▸ **Stated goal**: Write out every line of the records, starting at the line that contains "formatted like (38,109)" and ending at the last line of the records. Add -105 to each pixel coordinate in the answers.
==========
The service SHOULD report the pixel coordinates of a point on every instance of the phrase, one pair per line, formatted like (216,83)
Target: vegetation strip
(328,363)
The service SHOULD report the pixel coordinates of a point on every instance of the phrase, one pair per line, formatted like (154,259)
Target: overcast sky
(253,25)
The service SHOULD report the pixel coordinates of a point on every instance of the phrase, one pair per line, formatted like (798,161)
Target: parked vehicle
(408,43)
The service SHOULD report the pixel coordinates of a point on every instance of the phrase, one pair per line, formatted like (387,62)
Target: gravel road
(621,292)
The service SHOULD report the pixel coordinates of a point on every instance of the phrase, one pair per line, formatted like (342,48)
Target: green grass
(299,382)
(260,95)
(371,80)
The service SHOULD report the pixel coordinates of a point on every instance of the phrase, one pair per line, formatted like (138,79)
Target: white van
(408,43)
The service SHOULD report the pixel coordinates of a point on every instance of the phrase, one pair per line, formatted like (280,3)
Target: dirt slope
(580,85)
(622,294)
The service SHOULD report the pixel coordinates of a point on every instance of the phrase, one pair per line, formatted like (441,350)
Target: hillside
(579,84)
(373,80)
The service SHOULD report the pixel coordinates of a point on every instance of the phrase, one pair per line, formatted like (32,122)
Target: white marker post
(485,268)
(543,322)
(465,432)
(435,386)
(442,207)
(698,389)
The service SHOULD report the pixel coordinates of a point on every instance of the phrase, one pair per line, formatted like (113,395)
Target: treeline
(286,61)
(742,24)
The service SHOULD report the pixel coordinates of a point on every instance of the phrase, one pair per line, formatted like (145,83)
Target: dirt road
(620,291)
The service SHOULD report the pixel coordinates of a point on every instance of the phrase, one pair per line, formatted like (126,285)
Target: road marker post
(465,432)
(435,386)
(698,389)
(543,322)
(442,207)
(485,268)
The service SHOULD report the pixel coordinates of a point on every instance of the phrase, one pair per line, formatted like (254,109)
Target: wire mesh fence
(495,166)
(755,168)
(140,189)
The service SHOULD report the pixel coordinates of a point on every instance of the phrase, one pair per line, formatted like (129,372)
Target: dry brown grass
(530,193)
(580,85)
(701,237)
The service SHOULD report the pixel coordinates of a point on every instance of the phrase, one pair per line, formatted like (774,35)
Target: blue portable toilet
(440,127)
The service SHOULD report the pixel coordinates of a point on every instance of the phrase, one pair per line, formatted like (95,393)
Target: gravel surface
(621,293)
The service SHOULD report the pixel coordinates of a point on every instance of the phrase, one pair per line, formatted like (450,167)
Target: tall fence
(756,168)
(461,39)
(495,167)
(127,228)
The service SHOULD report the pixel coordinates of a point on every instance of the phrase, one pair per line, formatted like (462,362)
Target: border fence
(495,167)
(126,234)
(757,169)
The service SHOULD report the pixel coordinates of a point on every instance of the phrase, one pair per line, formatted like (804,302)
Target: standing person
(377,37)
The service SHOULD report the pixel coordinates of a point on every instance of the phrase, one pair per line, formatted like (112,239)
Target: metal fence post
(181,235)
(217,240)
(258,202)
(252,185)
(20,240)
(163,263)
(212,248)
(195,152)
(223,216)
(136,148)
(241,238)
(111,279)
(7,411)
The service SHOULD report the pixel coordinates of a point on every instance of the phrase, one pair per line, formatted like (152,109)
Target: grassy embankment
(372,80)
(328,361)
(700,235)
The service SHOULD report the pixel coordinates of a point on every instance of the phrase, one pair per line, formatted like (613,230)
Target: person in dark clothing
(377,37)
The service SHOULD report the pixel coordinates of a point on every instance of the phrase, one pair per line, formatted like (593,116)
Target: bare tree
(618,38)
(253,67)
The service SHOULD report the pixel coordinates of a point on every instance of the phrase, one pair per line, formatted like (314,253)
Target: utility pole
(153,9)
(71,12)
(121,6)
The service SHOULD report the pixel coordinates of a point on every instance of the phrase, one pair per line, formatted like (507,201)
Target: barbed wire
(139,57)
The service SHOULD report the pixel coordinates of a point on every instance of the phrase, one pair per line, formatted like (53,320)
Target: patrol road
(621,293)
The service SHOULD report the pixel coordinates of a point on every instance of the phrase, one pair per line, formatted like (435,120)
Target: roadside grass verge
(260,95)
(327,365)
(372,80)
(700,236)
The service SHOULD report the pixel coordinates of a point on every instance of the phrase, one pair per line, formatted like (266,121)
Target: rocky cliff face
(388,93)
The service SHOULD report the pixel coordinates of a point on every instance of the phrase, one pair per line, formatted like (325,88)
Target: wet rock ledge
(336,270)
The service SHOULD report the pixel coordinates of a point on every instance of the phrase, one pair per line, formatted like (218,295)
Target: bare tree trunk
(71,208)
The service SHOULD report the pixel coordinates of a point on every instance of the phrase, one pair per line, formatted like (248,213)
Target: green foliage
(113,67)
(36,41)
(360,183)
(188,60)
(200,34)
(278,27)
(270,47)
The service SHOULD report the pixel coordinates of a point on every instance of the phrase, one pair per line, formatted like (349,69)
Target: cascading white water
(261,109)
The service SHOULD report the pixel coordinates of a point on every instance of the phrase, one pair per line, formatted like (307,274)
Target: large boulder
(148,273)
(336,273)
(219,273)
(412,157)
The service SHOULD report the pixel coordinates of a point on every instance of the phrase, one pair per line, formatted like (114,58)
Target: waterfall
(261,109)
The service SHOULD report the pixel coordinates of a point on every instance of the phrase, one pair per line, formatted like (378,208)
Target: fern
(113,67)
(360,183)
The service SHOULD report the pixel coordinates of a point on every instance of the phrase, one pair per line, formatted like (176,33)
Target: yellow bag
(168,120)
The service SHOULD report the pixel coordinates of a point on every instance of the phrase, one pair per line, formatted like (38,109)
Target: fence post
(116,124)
==========
▸ **Finished task**:
The service SHOULD report the pixel coordinates of a point on every instance of the phrase, one pair per line, formatted like (38,109)
Target: fence post
(11,19)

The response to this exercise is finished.